---------- Supplied data ----------
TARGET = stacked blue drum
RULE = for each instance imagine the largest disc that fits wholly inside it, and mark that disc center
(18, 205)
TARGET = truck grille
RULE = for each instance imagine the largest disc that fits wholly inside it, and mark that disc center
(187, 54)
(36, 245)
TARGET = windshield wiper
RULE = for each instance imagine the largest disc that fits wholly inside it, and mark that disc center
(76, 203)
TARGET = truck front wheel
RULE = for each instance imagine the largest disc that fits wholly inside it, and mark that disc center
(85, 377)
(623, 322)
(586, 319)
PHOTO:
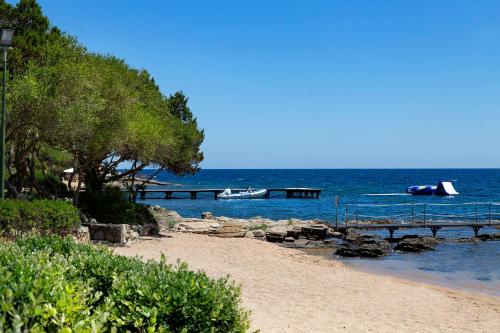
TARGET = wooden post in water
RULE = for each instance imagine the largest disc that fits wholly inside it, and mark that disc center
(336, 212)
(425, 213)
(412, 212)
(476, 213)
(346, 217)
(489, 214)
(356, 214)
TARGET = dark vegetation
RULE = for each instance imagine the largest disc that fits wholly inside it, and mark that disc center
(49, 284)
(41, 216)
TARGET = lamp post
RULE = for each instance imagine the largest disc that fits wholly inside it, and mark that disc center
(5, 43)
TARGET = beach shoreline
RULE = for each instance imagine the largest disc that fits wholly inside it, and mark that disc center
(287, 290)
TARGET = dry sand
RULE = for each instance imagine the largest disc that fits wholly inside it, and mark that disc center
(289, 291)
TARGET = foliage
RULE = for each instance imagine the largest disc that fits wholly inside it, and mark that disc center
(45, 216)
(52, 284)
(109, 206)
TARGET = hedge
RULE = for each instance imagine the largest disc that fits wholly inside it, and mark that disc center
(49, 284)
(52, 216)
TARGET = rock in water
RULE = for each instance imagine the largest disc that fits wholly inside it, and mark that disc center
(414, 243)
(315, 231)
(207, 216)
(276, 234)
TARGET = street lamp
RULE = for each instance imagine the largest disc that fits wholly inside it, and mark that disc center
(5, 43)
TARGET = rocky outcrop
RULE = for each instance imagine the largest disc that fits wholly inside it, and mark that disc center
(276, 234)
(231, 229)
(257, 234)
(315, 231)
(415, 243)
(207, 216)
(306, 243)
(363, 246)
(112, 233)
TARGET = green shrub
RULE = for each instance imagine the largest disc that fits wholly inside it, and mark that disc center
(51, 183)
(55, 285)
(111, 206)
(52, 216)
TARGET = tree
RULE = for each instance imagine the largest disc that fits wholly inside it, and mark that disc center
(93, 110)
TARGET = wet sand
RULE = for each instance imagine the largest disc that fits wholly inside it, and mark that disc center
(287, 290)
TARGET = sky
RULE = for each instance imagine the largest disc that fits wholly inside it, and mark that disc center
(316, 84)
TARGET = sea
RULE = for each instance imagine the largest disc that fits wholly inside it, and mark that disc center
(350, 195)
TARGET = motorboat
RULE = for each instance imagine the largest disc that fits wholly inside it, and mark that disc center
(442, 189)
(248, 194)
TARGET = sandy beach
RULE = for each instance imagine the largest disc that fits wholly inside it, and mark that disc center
----------
▶ **Set problem**:
Locate the line that contains "TARGET = hedge". Repeat it and every line after it, up to and including the final line, exactly.

▶ **Output of the task**:
TARGET = hedge
RULE = for each instance imagine the largest disc that fits wholly inside it, and mark that disc center
(49, 284)
(52, 216)
TARGET = rock in water
RULE = for each instance imagine the largest disc that fits wholly inside it, and mark that disc center
(414, 243)
(315, 231)
(207, 216)
(276, 234)
TARGET = street lamp
RULE = for each instance imagine the largest disc that fits wholly inside it, and mark that disc center
(5, 43)
TARGET = rocky outcrop
RULE = for each instance imagine the largest disc that fits wholly inside it, and mark that disc center
(276, 234)
(231, 229)
(257, 234)
(315, 231)
(415, 243)
(207, 216)
(306, 243)
(363, 246)
(112, 233)
TARGET = green shrub
RULE = for each instance imagine the largest disc that fits wholly inside it, and mark that disc center
(51, 183)
(55, 285)
(111, 206)
(52, 216)
TARGET = tree
RULE = for each instance imagine the largest disc that fits wholly inside it, and mark that disc center
(93, 110)
TARGET = wet sand
RULE = for each instance imagine the largest disc that fits wholly inside it, and mark that disc center
(287, 290)
TARGET = sky
RULE = for each instance imagine the largest disc that fits wholly inside it, and mark that disc center
(316, 84)
TARGET = sea
RULE = for each instance imagine the largest disc that fits wholly inside it, and mark that disc center
(350, 195)
TARGET = motorboat
RULE = for each instance imagine the largest disc that fits wholly inside it, and mark that disc center
(442, 189)
(248, 194)
TARGET = sandy beach
RULE = for each instance imagine the largest disc that fits wholly inside it, and mark that disc center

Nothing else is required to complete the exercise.